Pointing data excerpts
========================================================================
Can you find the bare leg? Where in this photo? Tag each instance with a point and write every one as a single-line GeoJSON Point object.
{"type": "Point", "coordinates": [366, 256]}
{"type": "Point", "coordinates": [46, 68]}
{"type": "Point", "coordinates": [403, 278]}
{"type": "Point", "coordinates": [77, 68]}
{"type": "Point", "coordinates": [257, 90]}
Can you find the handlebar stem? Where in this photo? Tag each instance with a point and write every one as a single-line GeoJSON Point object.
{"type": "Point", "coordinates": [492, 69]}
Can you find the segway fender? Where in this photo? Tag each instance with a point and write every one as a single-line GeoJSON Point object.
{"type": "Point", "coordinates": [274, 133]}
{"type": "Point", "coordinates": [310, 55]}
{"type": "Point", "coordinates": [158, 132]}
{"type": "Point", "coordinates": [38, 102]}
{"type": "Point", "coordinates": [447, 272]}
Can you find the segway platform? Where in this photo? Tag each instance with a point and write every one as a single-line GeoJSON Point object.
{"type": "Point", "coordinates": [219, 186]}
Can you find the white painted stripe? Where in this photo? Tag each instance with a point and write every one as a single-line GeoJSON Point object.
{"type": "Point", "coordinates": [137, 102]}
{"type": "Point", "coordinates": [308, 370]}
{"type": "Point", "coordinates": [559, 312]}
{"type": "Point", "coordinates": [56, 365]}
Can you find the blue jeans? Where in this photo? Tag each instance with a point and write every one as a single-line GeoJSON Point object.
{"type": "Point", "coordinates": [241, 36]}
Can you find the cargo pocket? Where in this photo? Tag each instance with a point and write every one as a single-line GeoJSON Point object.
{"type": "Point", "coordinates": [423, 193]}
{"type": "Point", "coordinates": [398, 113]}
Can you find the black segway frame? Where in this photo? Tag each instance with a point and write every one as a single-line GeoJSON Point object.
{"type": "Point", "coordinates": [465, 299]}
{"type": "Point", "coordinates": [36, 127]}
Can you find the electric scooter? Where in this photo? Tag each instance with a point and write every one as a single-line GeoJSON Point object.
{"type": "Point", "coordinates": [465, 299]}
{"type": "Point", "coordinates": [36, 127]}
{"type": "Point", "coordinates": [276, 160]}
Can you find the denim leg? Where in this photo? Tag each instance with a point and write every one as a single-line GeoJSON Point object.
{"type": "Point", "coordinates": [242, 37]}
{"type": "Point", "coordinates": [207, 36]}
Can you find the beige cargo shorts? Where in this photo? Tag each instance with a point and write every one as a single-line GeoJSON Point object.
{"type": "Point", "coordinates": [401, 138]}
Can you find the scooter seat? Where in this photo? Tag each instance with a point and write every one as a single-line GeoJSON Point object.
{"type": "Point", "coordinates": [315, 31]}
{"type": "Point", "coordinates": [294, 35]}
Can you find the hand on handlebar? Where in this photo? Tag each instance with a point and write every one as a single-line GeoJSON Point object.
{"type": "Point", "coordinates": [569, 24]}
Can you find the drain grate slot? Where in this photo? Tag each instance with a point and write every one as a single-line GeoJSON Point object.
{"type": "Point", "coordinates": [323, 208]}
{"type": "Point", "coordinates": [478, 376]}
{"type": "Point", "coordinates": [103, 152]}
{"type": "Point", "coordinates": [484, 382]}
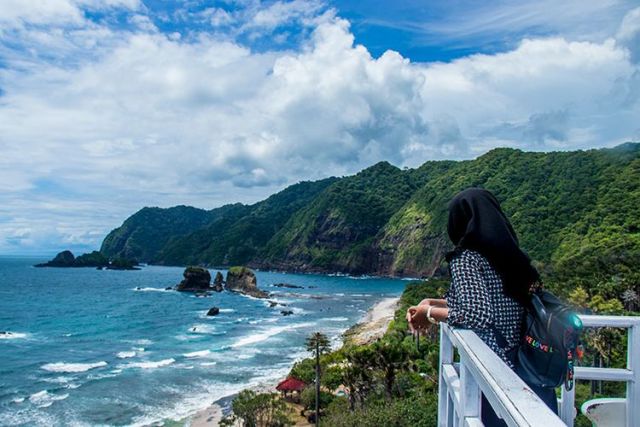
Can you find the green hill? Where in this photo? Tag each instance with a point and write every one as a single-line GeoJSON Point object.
========================================================================
Can you reproduce all of the records above word for word, leaving out the pictures?

# [ANSWER TO THE EXERCISE]
Can you find the bare leg? Where in this photo? Tag each instance with a point and write every one as a single-line GeoJSON Point object.
{"type": "Point", "coordinates": [366, 256]}
{"type": "Point", "coordinates": [46, 68]}
{"type": "Point", "coordinates": [403, 278]}
{"type": "Point", "coordinates": [77, 68]}
{"type": "Point", "coordinates": [257, 90]}
Can you find the handlebar stem? Where in this photo? Tag each instance with a point and write every one as a single-line GeoJSON Point object.
{"type": "Point", "coordinates": [492, 69]}
Can you find the segway fender? Where in this photo? Tag each instance with a point and write every one as a single-line GeoJSON Point object.
{"type": "Point", "coordinates": [274, 133]}
{"type": "Point", "coordinates": [310, 55]}
{"type": "Point", "coordinates": [158, 132]}
{"type": "Point", "coordinates": [38, 102]}
{"type": "Point", "coordinates": [447, 272]}
Can you find the segway platform? Where in this photo? Tag each instance with a point and write every one as a single-line GeoJSON Point object.
{"type": "Point", "coordinates": [219, 186]}
Can you find the white painted stripe? Where in this photo? Tag each instance with a point and write every one as a single-line GeoJSON Point object.
{"type": "Point", "coordinates": [137, 102]}
{"type": "Point", "coordinates": [308, 370]}
{"type": "Point", "coordinates": [559, 312]}
{"type": "Point", "coordinates": [56, 365]}
Can you find the blue jeans? Where in this photo? Tag each instance with a point and write every one as a single-line GeoJSON Point object.
{"type": "Point", "coordinates": [241, 36]}
Can you find the cargo pocket? Where in this photo? Tag each instance with a point and write every one as a single-line GeoJSON Point object.
{"type": "Point", "coordinates": [423, 193]}
{"type": "Point", "coordinates": [398, 113]}
Can you find the black segway frame? Where in this photo? Tag each instance with a point and write every one as a single-line GeoJSON Point object.
{"type": "Point", "coordinates": [465, 299]}
{"type": "Point", "coordinates": [36, 127]}
Can you find the electric scooter? Where in this photo? Tag each instance with a point and write every one as a single-line GeoJSON Point object.
{"type": "Point", "coordinates": [465, 299]}
{"type": "Point", "coordinates": [36, 127]}
{"type": "Point", "coordinates": [276, 160]}
Can you find the denim leg? Where in this photo? Tag each instance with a point and write every one as a single-line GeoJSON Point object.
{"type": "Point", "coordinates": [242, 37]}
{"type": "Point", "coordinates": [207, 36]}
Can you find the beige cargo shorts? Where in this photo? Tag each instance with a point and write every one as a single-line GeoJSON Point object.
{"type": "Point", "coordinates": [401, 138]}
Can you find the scooter seat? Where in this photo? Tag each instance with a point and write every one as a single-line GeoJSON Point object.
{"type": "Point", "coordinates": [315, 31]}
{"type": "Point", "coordinates": [294, 35]}
Can you find the hand on handlebar? Where in this photo? Tag each instance with a point and write every one as a single-line GeoJSON Point object.
{"type": "Point", "coordinates": [569, 24]}
Can you find the drain grate slot? Where in this photo? Tag each instance with a point and write every one as a single-line GeoJSON Point object.
{"type": "Point", "coordinates": [323, 208]}
{"type": "Point", "coordinates": [478, 376]}
{"type": "Point", "coordinates": [103, 152]}
{"type": "Point", "coordinates": [484, 382]}
Can you find the green hill? Where in this photo? Tag each instance with a point and write every one as a single-line GeoJSON Point object.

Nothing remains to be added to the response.